» **What is asked**: Convert the rows below into a JSON list of strings, one string per line with blank lines omitted. Cover only the lines from the one containing "that the riverbank" through the last line of the rows, including both.

== Input

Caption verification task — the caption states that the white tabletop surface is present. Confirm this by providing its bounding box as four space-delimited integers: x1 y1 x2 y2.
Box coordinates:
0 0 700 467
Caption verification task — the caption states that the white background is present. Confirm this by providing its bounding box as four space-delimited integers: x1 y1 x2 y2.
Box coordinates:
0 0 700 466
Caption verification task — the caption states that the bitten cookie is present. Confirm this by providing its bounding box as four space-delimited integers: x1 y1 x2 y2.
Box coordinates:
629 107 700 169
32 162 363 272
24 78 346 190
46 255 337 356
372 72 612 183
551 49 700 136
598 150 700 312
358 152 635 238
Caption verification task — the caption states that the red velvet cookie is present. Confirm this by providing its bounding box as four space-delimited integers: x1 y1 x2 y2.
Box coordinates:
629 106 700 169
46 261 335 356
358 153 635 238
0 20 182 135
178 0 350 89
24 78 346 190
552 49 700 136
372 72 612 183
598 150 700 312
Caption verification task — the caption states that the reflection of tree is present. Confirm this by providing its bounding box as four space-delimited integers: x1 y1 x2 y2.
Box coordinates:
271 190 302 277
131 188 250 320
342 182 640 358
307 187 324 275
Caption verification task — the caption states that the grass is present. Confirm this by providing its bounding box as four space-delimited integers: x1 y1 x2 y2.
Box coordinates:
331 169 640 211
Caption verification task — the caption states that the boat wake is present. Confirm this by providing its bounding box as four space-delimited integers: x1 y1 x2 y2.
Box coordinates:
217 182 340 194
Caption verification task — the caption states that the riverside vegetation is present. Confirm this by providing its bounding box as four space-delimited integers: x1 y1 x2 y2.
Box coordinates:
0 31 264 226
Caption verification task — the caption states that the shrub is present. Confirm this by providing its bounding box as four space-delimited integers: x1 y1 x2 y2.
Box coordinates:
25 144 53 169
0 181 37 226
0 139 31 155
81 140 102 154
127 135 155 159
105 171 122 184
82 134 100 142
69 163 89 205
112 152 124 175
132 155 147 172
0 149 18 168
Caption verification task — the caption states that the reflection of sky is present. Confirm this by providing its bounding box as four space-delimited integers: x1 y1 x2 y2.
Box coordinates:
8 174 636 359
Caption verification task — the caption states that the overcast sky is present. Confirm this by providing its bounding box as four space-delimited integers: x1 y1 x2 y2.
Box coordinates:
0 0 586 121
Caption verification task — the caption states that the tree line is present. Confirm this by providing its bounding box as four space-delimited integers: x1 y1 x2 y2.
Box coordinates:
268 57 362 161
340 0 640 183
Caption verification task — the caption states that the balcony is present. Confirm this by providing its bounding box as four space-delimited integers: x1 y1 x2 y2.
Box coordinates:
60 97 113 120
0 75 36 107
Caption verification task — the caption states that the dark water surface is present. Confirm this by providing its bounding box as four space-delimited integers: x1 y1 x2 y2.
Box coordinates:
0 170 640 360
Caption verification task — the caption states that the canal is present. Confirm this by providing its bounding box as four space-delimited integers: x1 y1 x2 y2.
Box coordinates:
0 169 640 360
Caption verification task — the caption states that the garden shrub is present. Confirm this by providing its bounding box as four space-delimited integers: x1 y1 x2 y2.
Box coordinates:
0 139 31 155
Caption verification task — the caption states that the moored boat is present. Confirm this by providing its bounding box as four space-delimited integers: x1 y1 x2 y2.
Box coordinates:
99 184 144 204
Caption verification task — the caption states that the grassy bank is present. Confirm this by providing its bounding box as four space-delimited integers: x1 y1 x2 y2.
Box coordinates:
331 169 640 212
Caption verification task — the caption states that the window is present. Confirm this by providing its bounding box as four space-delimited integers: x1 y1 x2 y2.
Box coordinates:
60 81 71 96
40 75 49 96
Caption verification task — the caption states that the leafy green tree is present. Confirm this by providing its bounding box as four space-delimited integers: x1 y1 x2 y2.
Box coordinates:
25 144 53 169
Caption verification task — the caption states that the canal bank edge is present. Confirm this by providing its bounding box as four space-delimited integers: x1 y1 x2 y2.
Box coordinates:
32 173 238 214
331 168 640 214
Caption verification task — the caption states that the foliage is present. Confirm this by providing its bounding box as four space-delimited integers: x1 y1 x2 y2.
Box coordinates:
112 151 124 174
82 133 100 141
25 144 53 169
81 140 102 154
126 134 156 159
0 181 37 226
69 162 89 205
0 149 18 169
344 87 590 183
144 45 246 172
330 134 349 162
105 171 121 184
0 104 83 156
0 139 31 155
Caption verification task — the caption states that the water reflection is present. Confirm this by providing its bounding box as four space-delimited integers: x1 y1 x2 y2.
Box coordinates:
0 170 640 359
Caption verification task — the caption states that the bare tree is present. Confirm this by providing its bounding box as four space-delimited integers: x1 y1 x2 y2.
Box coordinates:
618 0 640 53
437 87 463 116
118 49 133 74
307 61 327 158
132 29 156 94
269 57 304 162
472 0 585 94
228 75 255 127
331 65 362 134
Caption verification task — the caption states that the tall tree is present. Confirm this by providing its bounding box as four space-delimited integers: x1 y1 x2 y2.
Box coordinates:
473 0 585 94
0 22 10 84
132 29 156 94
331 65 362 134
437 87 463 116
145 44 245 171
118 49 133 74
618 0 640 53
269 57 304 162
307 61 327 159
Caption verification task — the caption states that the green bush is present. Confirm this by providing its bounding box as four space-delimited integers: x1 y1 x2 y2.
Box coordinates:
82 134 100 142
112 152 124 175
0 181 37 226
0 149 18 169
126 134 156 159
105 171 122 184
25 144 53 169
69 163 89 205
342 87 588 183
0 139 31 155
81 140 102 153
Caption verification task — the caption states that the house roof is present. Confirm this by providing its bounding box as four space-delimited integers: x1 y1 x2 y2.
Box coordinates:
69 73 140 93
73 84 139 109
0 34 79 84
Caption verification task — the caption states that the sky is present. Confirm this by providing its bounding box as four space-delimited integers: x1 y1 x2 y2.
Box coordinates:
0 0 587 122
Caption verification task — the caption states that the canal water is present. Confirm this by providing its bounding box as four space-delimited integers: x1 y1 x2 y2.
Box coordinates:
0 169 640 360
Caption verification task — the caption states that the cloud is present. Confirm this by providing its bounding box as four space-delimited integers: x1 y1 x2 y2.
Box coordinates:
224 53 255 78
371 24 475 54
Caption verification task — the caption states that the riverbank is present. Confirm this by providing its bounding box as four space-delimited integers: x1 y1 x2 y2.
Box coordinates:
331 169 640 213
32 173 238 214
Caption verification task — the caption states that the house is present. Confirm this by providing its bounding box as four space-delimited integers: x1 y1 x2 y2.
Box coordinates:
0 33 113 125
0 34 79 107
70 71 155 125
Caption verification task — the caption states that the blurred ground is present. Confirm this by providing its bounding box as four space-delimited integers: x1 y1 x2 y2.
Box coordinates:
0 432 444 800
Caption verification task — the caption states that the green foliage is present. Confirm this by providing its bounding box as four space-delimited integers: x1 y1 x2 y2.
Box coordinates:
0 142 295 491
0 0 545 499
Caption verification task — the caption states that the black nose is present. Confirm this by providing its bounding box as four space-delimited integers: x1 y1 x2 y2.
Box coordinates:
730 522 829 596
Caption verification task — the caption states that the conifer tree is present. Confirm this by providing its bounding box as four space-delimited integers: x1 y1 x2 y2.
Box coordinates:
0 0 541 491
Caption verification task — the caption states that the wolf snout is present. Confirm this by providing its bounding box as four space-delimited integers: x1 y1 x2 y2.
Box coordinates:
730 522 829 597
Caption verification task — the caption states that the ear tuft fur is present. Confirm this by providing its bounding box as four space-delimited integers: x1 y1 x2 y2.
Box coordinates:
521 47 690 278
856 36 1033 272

====

» **Output of the exercise**:
[
  "Caption verification task — the caption states that the riverbank is present. Confirm this by providing its bounding box as four space-delimited integers: x1 y1 x2 y2.",
  "Box coordinates:",
  "331 169 640 213",
  "32 173 238 214",
  "Caption verification task — the caption states that the house is present. Confirm this by providing its bounding box as four space-delimited integers: x1 y1 x2 y2.",
  "Box coordinates:",
  "0 33 113 125",
  "0 34 79 107",
  "70 71 155 125",
  "Caption verification task — the caption states that the blurred ground is present. Confirm this by providing its bounding box as four space-delimited integers: x1 y1 x2 y2.",
  "Box coordinates:",
  "0 432 444 800",
  "Caption verification task — the caption states that the green foliage is present. Confirm this by providing its bounding box as four space-delimited integers: x1 y1 x2 y2.",
  "Box coordinates:",
  "0 142 295 491",
  "0 0 545 499",
  "Caption verification task — the caption states that the black nose is present. Confirm this by providing its bounding box as four space-delimited integers: x1 y1 x2 y2.",
  "Box coordinates:",
  "730 522 829 596",
  "Caption verification task — the caption states that the conifer tree is present. Confirm this by providing its bounding box as four space-delimited integers: x1 y1 x2 y2.",
  "Box coordinates:",
  "0 0 541 491",
  "Caption verification task — the caption states that the wolf snout is present. Confirm this by providing its bounding box as four space-delimited integers: x1 y1 x2 y2.",
  "Box coordinates:",
  "730 522 829 597",
  "Caption verification task — the caption states that the ear tuft fur is present. Confirm this by providing its bounding box as four space-delimited integers: x1 y1 x2 y2.",
  "Box coordinates:",
  "521 47 690 278",
  "856 36 1033 272"
]